* Written task *
Pull out each line of the material below that contains the word "hose", paying attention to upper and lower case.

(A run of records)
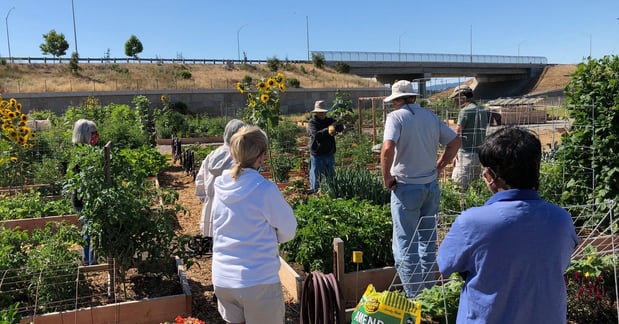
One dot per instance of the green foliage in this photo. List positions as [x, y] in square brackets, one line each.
[133, 47]
[283, 139]
[356, 183]
[436, 300]
[115, 122]
[184, 74]
[354, 150]
[591, 288]
[55, 44]
[280, 166]
[342, 110]
[32, 204]
[123, 215]
[293, 83]
[342, 67]
[10, 315]
[318, 60]
[588, 151]
[361, 224]
[35, 266]
[74, 63]
[454, 200]
[273, 64]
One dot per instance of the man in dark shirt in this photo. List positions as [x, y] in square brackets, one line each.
[321, 130]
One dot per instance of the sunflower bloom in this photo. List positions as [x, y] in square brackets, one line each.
[239, 87]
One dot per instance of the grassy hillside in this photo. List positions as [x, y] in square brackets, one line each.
[24, 78]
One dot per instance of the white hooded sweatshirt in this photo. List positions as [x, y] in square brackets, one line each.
[250, 218]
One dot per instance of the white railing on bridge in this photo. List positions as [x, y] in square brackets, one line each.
[428, 57]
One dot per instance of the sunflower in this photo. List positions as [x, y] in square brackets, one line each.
[239, 87]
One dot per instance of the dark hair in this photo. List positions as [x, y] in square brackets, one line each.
[514, 155]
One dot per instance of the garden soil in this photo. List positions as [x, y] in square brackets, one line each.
[204, 306]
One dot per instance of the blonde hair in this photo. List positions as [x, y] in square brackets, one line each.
[246, 146]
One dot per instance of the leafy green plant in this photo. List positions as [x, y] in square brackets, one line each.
[591, 288]
[32, 204]
[589, 153]
[359, 184]
[440, 303]
[280, 166]
[361, 224]
[123, 215]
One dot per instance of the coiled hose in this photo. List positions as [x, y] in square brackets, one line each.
[320, 299]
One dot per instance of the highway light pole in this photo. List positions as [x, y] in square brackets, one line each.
[238, 43]
[8, 42]
[74, 30]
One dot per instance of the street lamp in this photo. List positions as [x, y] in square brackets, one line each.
[400, 45]
[74, 32]
[238, 44]
[8, 42]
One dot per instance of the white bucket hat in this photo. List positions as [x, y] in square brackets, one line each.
[319, 106]
[401, 88]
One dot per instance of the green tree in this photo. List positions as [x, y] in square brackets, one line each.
[318, 60]
[133, 47]
[74, 63]
[55, 44]
[589, 149]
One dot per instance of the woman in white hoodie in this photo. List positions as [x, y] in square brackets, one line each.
[213, 165]
[250, 218]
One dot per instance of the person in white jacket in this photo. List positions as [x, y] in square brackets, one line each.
[213, 165]
[250, 218]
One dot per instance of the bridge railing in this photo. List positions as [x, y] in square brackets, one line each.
[428, 57]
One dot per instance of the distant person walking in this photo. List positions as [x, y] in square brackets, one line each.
[410, 170]
[472, 125]
[322, 130]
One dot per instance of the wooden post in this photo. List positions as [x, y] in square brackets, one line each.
[338, 270]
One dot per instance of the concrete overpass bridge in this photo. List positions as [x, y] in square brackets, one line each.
[388, 67]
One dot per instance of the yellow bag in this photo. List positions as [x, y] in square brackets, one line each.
[387, 307]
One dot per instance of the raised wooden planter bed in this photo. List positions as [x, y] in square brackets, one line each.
[145, 311]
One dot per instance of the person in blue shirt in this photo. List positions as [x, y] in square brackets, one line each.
[512, 252]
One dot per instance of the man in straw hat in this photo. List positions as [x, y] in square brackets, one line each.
[410, 171]
[321, 130]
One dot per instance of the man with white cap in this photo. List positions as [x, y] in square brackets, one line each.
[410, 171]
[322, 130]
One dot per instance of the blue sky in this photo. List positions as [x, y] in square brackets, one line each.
[564, 31]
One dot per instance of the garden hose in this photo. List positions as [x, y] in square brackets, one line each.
[320, 299]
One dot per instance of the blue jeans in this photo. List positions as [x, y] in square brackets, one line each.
[413, 210]
[320, 166]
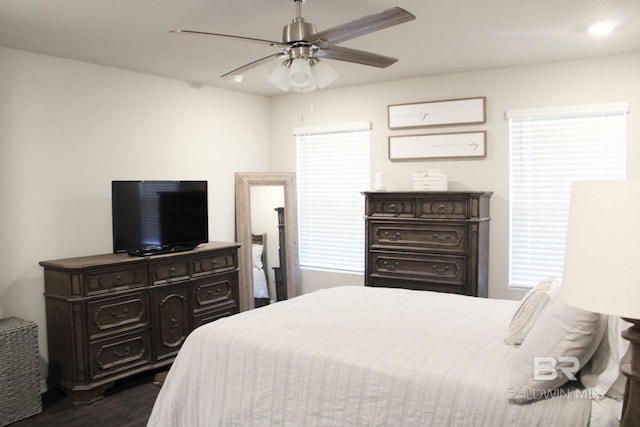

* Task response *
One dot per instance of the coiled hose in this photo. List positions as [x, y] in square brackets, one line each.
One dot per instance of the garden hose in this photo. List positions as [x, y] in square brackets, one line each.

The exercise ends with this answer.